Input for this task -
=======

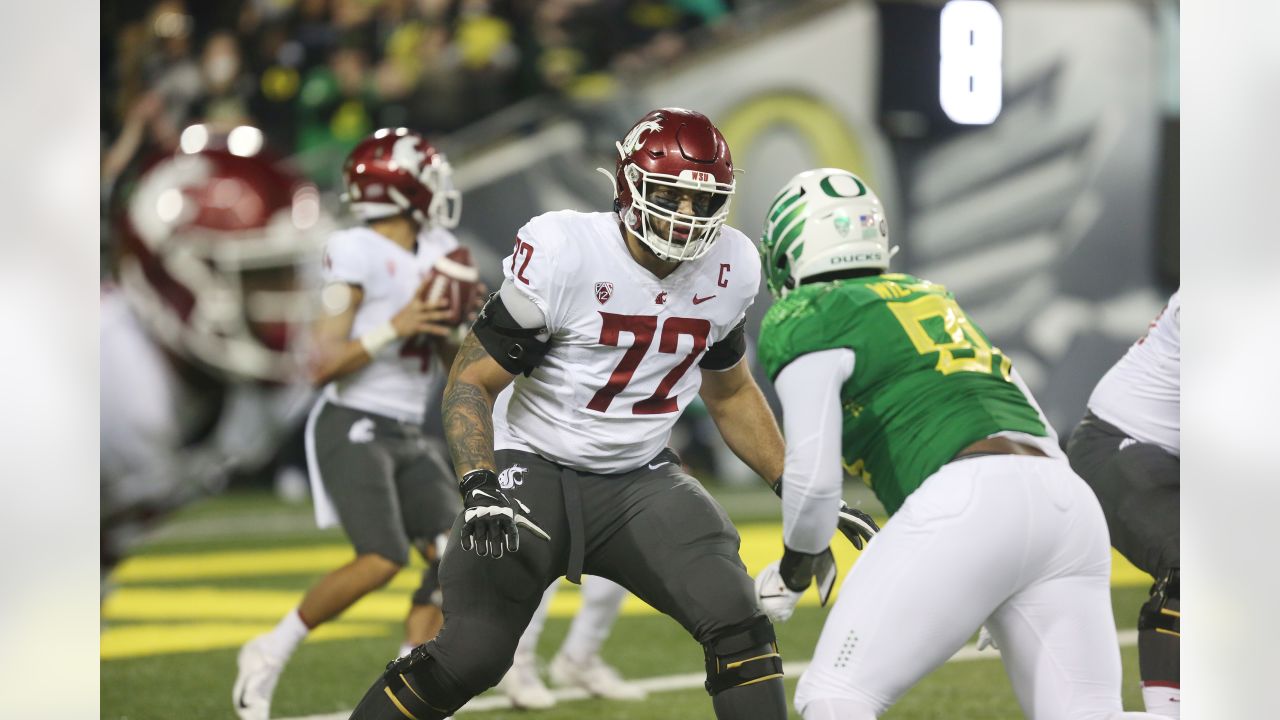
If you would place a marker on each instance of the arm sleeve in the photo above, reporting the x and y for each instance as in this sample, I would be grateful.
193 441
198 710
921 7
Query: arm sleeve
809 390
344 260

=======

Description of the task - Output the listing above exactly, excluding all pictures.

Exercise result -
If you would place a marker on each instance of the arm sleeve in the photo above, reporting the x and y for each instance as in this sample, I would be grateful.
193 441
198 710
921 7
Query: arm sleeve
809 390
344 260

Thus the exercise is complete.